Brief:
Reproduce every one of the records below verbatim, line for line.

Source data:
↓

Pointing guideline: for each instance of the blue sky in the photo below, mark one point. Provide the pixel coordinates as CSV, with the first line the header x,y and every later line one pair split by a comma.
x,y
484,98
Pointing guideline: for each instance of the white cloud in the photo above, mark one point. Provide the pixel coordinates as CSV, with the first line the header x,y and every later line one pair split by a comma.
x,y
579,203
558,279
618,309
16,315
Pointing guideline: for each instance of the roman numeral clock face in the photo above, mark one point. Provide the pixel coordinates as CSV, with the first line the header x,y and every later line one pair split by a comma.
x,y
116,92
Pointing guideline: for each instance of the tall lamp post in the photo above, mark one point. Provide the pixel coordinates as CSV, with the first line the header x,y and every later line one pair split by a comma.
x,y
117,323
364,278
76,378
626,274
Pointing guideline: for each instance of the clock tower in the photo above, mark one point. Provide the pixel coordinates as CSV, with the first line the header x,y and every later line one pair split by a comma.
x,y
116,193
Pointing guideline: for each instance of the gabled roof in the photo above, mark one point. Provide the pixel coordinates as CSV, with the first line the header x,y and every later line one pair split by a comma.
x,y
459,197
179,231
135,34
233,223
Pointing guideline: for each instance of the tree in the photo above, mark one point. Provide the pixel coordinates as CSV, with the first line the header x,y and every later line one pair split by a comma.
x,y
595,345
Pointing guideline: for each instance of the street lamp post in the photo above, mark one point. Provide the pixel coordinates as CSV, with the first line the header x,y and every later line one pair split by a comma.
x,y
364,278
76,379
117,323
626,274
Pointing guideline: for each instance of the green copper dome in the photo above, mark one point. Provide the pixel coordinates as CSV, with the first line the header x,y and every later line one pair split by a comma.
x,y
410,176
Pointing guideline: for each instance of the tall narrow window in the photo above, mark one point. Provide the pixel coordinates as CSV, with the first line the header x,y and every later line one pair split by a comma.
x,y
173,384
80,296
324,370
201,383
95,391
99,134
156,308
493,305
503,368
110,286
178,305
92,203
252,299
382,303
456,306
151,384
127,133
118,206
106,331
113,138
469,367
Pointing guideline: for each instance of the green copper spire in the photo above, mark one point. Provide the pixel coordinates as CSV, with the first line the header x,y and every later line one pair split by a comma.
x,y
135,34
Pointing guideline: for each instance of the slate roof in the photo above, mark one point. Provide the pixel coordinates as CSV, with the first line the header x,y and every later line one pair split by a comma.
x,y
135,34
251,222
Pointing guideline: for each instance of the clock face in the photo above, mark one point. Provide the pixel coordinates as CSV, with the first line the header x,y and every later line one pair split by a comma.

↑

Finished task:
Pointing guideline: for each instance of the blue sky in the photo below, mark one point. Provide the pixel coordinates as CSV, with the first line the header x,y and every later line one pair split by a comma.
x,y
484,98
Pointing guideline: for each instance of the white cloud in the photo above, mark one point. Provide the pixel coordinates as CSV, with the first line the header x,y and every later line one pair split by a comma.
x,y
579,203
558,279
618,309
16,315
Pointing guideline: for each instance of the roman numeral clock face in the photo above, mark one point. Provide the pixel coordinates as CSV, with the first line the header x,y and every later line one pair split by a comma.
x,y
116,92
Pointing guideline: for each instance of the tall lamp post in the photo above, mark one point. Provide the pixel coordinates as CSV, with the first line the header x,y and every later line one pair split by a comma.
x,y
117,323
364,278
76,378
626,274
Pointing guideline: for each instance of the clock tower in the photo above, mark one point. Provide the pixel coordinates as CSV, with the first line the header x,y and every later line one pair split by a comma.
x,y
116,193
Pointing guideline: for each instance of the gabled roof in the photo above, mark one point. Provide the pixel coordinates as CSV, with the first line the header x,y and every later line one pair split by a comma.
x,y
459,197
179,231
135,34
233,223
Pointing guideline: for each instance of the tree in the photo above, mark one point. Provide the pixel coordinates as CSV, with the first line the header x,y and every later line one pair split by a comma.
x,y
595,345
Pointing guideline: for each instance of the street lamp post in the photo above, mark one point. Provide the pixel coordinates as CSV, with the first line the header x,y and every later line one pair split by a comma.
x,y
364,278
76,379
117,323
626,274
Pointing guideline: for each instance of the green copper dome in the photo above, mark one point. Provide the pixel coordinates as CSV, with the first line the header x,y and every later line one pair split by a comma.
x,y
410,176
Pointing guideline: for each instance of the tall narrow window in the photo above, mark one point. Provide the pixel coordinates as CSV, with the first line the header x,y and every later line one pair split by a comma.
x,y
173,384
80,296
324,370
201,383
95,391
99,134
156,308
493,305
503,368
110,286
178,305
92,203
252,299
382,303
456,306
151,384
127,133
118,206
106,331
113,138
469,367
Pointing guideline: for each instance of the green copper spire in the photo above, mark one point. Provide the pixel coordinates as CSV, with the first line the header x,y and every later line one pair split by a comma.
x,y
135,34
Pointing guideline: for each instance of the slate roof in the photo above, mark one point. Provide the pixel coordinates as CSV, with the first line the header x,y and every later line one pair split by a comma.
x,y
135,34
251,222
Pointing guideline: for each instance of the clock face in the photo above, mark one point. Provide the pixel coordinates as CSV, with the first line the header x,y and every later line one pair split by a comma.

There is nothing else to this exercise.